Supplied data
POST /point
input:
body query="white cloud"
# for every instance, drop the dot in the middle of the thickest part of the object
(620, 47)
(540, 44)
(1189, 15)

---

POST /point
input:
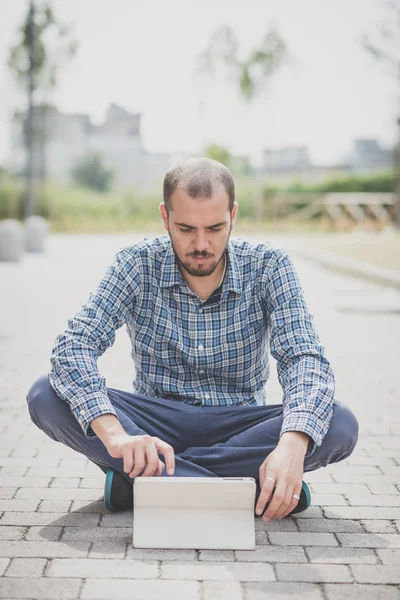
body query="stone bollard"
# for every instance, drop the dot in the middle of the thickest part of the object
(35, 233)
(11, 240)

Short problem
Please extract each line of the listing that contains the word "body".

Exercise output
body query="white cloud"
body query="stone bollard"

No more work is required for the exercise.